• _Data excerpts_
........

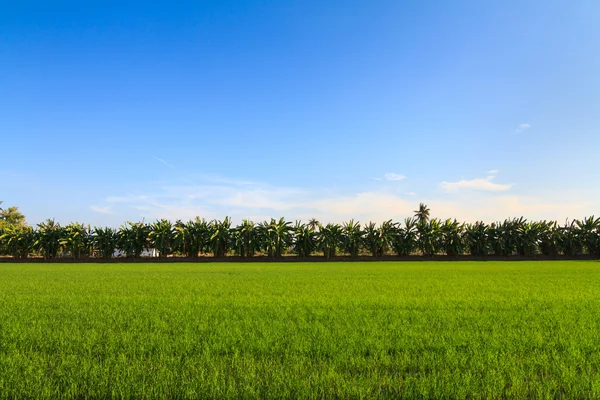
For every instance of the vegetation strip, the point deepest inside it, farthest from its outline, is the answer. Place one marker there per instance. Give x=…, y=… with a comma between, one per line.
x=278, y=238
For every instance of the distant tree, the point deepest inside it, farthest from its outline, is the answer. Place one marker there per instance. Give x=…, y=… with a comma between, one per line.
x=11, y=216
x=48, y=238
x=422, y=214
x=313, y=224
x=105, y=241
x=161, y=237
x=76, y=239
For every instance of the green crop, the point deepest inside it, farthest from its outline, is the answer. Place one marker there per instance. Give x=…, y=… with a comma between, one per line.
x=301, y=330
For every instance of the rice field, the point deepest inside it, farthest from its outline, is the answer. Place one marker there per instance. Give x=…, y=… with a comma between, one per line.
x=301, y=330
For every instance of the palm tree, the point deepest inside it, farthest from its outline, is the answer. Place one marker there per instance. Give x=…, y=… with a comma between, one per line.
x=430, y=239
x=105, y=241
x=76, y=240
x=590, y=233
x=304, y=239
x=313, y=224
x=422, y=214
x=220, y=237
x=18, y=241
x=404, y=239
x=275, y=236
x=452, y=241
x=192, y=237
x=133, y=238
x=379, y=239
x=328, y=239
x=48, y=238
x=352, y=237
x=570, y=240
x=161, y=237
x=476, y=238
x=246, y=239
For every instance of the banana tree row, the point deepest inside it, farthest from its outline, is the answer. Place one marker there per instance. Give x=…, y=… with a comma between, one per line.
x=275, y=238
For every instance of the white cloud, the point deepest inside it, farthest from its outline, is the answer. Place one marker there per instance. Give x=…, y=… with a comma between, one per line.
x=101, y=210
x=164, y=162
x=522, y=127
x=477, y=199
x=483, y=184
x=390, y=176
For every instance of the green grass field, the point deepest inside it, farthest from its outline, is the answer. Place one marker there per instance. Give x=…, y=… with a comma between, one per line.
x=299, y=330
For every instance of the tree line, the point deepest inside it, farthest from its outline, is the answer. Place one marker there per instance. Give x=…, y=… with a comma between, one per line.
x=419, y=234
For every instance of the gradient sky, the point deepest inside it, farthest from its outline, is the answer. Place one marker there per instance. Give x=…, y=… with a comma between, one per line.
x=120, y=111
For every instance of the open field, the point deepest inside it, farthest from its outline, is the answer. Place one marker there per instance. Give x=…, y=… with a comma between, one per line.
x=300, y=330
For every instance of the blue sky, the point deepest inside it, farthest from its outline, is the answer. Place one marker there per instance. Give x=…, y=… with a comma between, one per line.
x=120, y=111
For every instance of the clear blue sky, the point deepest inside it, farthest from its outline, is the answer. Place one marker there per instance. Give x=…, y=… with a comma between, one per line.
x=115, y=111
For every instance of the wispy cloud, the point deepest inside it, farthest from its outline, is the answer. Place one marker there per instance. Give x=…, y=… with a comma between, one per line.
x=521, y=128
x=390, y=176
x=481, y=184
x=102, y=210
x=476, y=199
x=164, y=162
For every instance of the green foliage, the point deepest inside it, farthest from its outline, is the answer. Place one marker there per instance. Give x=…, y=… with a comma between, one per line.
x=18, y=241
x=161, y=237
x=220, y=236
x=304, y=239
x=132, y=238
x=49, y=238
x=76, y=240
x=276, y=236
x=246, y=239
x=430, y=239
x=329, y=237
x=192, y=237
x=426, y=330
x=404, y=239
x=105, y=241
x=351, y=237
x=11, y=217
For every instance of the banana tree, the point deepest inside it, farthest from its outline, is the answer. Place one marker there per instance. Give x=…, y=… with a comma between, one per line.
x=422, y=214
x=192, y=237
x=76, y=240
x=328, y=239
x=161, y=237
x=477, y=238
x=18, y=241
x=570, y=239
x=276, y=236
x=528, y=237
x=451, y=235
x=133, y=238
x=590, y=233
x=220, y=238
x=378, y=239
x=504, y=237
x=549, y=238
x=104, y=240
x=304, y=239
x=352, y=237
x=404, y=238
x=48, y=238
x=430, y=237
x=246, y=239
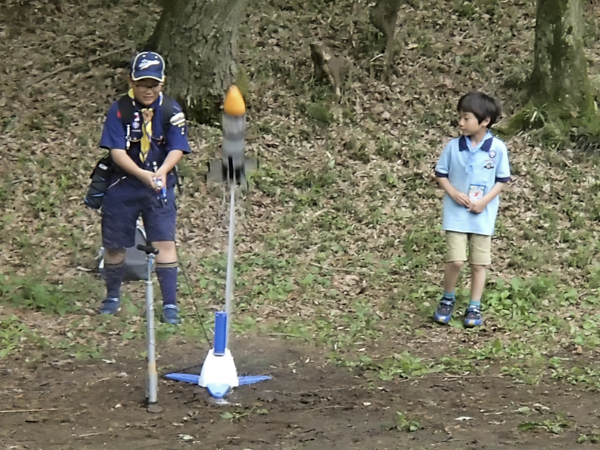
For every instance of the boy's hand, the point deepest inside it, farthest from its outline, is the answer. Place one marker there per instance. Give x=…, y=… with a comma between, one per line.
x=461, y=198
x=160, y=180
x=147, y=178
x=477, y=207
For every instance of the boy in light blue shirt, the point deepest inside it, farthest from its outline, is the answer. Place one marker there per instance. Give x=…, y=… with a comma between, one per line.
x=473, y=169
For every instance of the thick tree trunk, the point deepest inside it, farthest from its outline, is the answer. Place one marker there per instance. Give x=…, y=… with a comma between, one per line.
x=383, y=16
x=198, y=39
x=560, y=80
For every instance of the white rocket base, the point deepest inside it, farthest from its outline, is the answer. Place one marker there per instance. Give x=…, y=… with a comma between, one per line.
x=218, y=373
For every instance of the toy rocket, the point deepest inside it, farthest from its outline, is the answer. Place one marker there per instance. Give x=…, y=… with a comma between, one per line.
x=233, y=165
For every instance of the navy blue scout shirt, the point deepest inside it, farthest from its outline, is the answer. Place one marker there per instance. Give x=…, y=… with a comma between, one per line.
x=473, y=171
x=114, y=136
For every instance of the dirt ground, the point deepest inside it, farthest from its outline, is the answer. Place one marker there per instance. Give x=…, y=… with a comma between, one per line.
x=309, y=404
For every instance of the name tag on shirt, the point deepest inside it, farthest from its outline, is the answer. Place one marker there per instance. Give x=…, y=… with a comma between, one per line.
x=476, y=192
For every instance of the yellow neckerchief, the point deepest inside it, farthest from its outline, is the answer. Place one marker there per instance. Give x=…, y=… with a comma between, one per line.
x=147, y=114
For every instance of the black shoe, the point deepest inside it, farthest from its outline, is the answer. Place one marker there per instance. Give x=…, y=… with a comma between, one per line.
x=443, y=314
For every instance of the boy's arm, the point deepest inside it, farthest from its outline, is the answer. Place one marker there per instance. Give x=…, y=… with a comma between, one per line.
x=480, y=205
x=122, y=159
x=459, y=197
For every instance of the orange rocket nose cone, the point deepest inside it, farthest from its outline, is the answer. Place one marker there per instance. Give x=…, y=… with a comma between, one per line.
x=234, y=102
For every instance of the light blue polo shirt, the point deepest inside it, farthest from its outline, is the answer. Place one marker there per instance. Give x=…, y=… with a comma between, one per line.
x=474, y=171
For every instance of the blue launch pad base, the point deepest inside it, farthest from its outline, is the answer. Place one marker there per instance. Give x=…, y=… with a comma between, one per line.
x=194, y=379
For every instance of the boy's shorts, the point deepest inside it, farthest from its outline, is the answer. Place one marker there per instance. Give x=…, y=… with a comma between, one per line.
x=479, y=248
x=121, y=210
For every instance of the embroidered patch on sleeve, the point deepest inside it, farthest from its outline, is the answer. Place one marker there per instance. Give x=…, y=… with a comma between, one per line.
x=178, y=119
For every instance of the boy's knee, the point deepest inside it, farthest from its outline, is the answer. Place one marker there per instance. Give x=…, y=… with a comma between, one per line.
x=457, y=265
x=114, y=255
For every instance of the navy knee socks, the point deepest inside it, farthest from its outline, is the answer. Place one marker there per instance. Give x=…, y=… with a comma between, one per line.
x=167, y=279
x=114, y=278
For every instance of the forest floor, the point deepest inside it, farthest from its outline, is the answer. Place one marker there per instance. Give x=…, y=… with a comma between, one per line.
x=339, y=247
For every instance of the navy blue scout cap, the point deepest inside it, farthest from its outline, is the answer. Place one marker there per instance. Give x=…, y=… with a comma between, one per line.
x=148, y=65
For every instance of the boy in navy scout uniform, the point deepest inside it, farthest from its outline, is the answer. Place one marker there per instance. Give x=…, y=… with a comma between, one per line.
x=145, y=155
x=473, y=169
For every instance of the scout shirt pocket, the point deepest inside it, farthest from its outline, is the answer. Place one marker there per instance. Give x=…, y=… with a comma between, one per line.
x=135, y=134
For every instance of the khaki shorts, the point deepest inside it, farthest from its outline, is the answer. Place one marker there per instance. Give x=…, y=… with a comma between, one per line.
x=479, y=248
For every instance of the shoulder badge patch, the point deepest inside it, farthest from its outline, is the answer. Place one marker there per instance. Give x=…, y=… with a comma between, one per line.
x=178, y=119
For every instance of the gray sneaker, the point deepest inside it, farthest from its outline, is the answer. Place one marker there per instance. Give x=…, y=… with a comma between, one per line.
x=110, y=306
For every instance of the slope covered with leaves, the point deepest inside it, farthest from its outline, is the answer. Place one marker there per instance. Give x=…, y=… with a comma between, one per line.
x=339, y=240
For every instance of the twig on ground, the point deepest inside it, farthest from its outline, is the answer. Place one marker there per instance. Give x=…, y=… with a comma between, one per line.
x=16, y=411
x=79, y=64
x=341, y=269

........

Starting at the line that contains "For every instance of the gray", write out every line through the last one in the data above, exactly as it stands.

For every instance of the gray sneaker, the point deepest inside it, farthest from its outline, is the answer. Place one marker there per instance. Give x=…, y=… with a comma between, one per line.
x=110, y=306
For every instance of the slope covered with leaves, the point deepest inside it, farthest from its outline, is the answer. Place one marker there per instance. Give x=…, y=… with a comma between, one per line.
x=339, y=240
For every instance of the twig on ground, the point deepest inside it, farthest from its outline, is the answer. Place one marker there per instance. Give x=…, y=… with a comma between, one per line.
x=16, y=411
x=79, y=64
x=341, y=269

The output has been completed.